● Your goal
Reproduce verbatim the stretch of the records from the line containing "Objective — locate the nose" through the line containing "Target: nose landing gear", both of those lines included.

● Information supplied
•••••
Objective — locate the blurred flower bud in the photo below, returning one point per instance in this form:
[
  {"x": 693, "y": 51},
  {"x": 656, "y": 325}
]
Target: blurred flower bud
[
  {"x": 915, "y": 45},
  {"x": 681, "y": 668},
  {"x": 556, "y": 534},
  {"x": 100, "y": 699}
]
•••••
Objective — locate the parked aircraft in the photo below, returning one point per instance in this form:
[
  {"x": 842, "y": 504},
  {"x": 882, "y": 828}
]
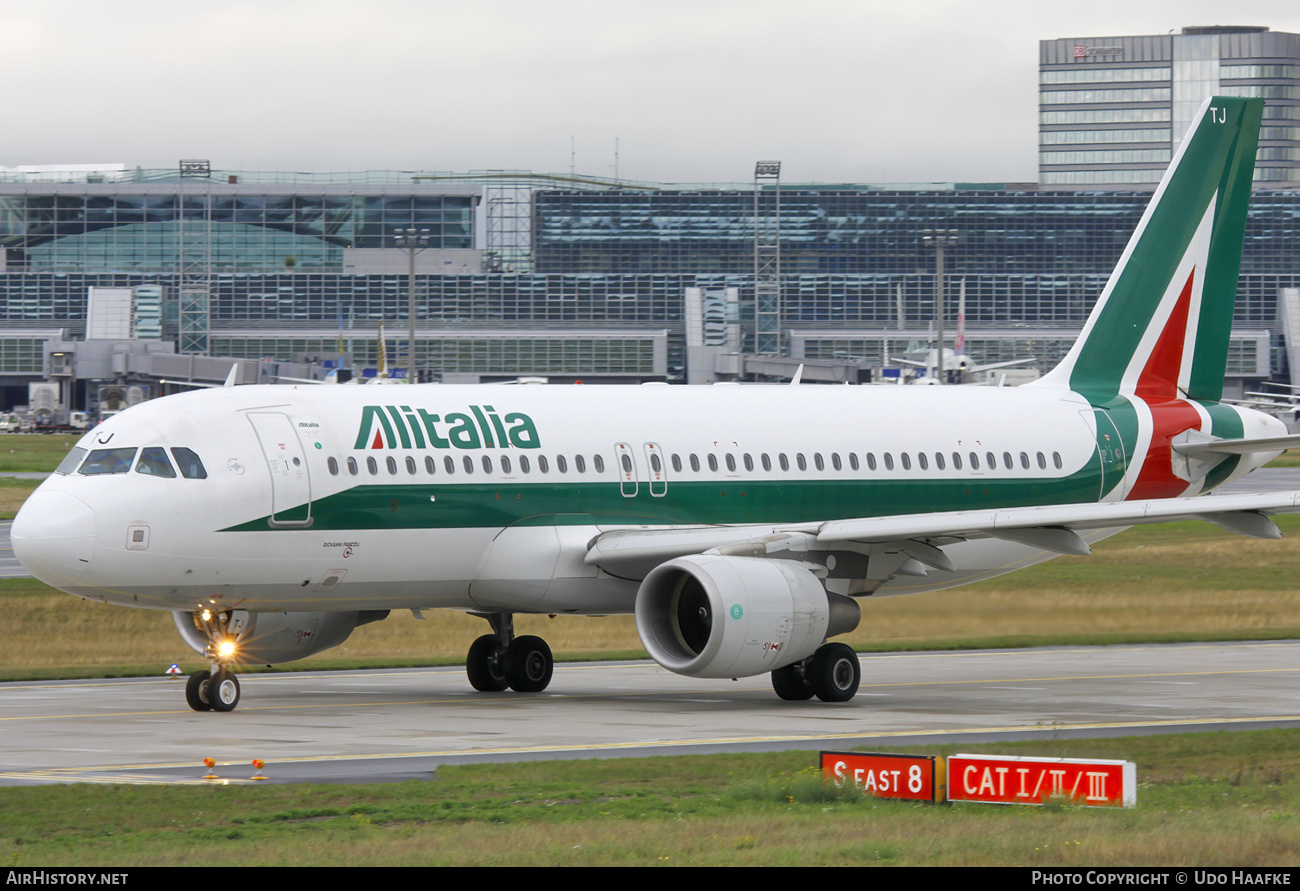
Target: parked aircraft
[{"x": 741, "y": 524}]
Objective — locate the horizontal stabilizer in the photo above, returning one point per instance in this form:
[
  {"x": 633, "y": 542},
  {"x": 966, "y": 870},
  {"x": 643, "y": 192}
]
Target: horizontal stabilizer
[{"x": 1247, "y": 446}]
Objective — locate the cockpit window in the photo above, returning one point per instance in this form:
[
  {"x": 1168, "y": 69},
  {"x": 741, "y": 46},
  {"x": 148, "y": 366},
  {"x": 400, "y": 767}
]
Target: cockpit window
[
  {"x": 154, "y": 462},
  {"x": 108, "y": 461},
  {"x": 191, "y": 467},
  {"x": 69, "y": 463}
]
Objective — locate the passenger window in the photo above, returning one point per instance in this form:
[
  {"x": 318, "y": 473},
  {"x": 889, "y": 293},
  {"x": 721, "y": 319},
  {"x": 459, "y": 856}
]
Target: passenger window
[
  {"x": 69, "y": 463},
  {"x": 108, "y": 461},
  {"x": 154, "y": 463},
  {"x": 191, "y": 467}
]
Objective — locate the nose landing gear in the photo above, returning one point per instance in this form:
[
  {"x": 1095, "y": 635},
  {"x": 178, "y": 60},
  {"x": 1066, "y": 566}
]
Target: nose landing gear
•••••
● Written answer
Objective — locate the nose landing gear in the photo above, returning one point per instance in this form:
[
  {"x": 1095, "y": 635},
  {"x": 178, "y": 60},
  {"x": 1066, "y": 566}
]
Target: nose landing gear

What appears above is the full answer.